HOW TO COMPLETE THIS TASK:
Each record is to be transcribed in full and exactly.

DATASET:
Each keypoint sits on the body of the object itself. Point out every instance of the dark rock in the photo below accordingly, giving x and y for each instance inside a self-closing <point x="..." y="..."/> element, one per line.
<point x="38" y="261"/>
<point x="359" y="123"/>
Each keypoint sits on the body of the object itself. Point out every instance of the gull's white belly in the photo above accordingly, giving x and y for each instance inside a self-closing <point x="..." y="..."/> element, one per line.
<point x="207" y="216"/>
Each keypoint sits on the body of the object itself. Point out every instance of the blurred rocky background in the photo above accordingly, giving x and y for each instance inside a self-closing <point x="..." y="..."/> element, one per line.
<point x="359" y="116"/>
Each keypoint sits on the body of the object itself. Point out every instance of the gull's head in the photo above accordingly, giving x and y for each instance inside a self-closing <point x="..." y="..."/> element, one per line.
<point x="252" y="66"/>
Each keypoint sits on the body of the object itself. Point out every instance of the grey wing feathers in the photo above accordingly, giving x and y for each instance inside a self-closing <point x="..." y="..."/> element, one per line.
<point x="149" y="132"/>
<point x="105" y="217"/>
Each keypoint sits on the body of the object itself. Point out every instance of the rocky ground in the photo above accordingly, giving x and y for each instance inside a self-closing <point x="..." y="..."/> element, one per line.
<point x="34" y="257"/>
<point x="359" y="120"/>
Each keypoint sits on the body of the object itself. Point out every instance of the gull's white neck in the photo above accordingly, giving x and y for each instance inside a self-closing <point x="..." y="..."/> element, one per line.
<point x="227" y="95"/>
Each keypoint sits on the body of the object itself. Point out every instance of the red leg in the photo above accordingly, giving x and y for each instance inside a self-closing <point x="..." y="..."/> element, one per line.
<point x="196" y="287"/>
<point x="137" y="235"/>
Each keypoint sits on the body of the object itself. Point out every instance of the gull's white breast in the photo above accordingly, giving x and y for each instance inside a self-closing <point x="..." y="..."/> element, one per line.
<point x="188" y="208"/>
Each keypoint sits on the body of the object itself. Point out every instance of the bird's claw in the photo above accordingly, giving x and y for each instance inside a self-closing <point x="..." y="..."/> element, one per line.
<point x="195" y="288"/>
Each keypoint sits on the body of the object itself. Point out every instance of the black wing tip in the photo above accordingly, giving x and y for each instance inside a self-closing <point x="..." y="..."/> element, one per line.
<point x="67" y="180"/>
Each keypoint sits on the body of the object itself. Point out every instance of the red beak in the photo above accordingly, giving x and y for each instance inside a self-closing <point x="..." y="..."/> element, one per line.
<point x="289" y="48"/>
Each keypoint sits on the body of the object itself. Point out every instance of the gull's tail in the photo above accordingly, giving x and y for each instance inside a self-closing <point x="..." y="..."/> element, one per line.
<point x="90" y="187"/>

SOLUTION TO THE PROBLEM:
Each keypoint sits on the body of the object itself. Point out every instance of the dark rock in the photo below accordingly, giving x and y for each instance inside a self-closing <point x="..." y="..."/> element, one per line.
<point x="38" y="261"/>
<point x="359" y="123"/>
Each keypoint sits on the body of the object itself. Point out every instance of the gull's white belly in the photo above accordingly, giving x and y for each instance inside a self-closing <point x="..." y="..."/> element, one per line.
<point x="207" y="216"/>
Each keypoint sits on the body of the object itself. Point out every instance of the blurred rocky background in the photo above accordingly, giving x and y for each instance inside a self-closing <point x="..." y="..."/> element, one per line.
<point x="359" y="116"/>
Each keypoint sits on the body of the object itself. Point out every instance of the gull's head in the photo above accordingly, giving x and y for each instance inside a self-closing <point x="..." y="..."/> element, one per line.
<point x="252" y="66"/>
Each keypoint sits on the body of the object itself. Point out every instance of the grey wing feathers in the photo above accordingly, giving x and y for each instance inside a self-closing <point x="..." y="..."/> element, one per line.
<point x="149" y="132"/>
<point x="105" y="217"/>
Each keypoint sits on the body of the object itself. Point out every instance of the rocky ground in the photo above accordingly, giving x and y for each instance inside a self-closing <point x="..." y="..."/> element, one per line.
<point x="34" y="257"/>
<point x="359" y="120"/>
Each keypoint sits on the body of the object itself. Point out every instance of the gull's white neck in the photo above accordingly, giving x and y for each instance inside a self-closing <point x="..." y="..."/> element, one per line.
<point x="227" y="95"/>
Each keypoint sits on the body of the object itself. Point out every instance of the red leg in the photo above accordingly, giving x and y for each instance inside a self-closing <point x="..." y="..."/> element, one per line.
<point x="196" y="287"/>
<point x="137" y="235"/>
Each keypoint sits on the body of the object itself. Point out every instance of the gull's white breast in the photo above accordingly, giving x and y for each instance inside a self-closing <point x="..." y="..."/> element, one per line.
<point x="188" y="208"/>
Each keypoint sits on the body of the object itself. Point out every instance of the bird's claw in the photo above accordingly, giving x and y for each instance inside a self-closing <point x="..." y="..."/> element, one per line.
<point x="195" y="288"/>
Each keypoint sits on the body of the object itself. Point out every instance of the black wing tip in the photo above accordingly, giving x and y for each instance inside a self-closing <point x="..." y="..."/> element, one per line.
<point x="67" y="180"/>
Each keypoint sits on the body of the object itself. Point out every instance of the red beak in the photo above accordingly, giving x and y for each instance inside a self-closing <point x="..." y="..."/> element, one per line.
<point x="289" y="48"/>
Each keypoint sits on the body of the object itself. Point out every instance of the gull's tail in the photo above accordingly, giving x and y for each instance inside a self-closing <point x="..." y="..."/> element, one per line.
<point x="90" y="187"/>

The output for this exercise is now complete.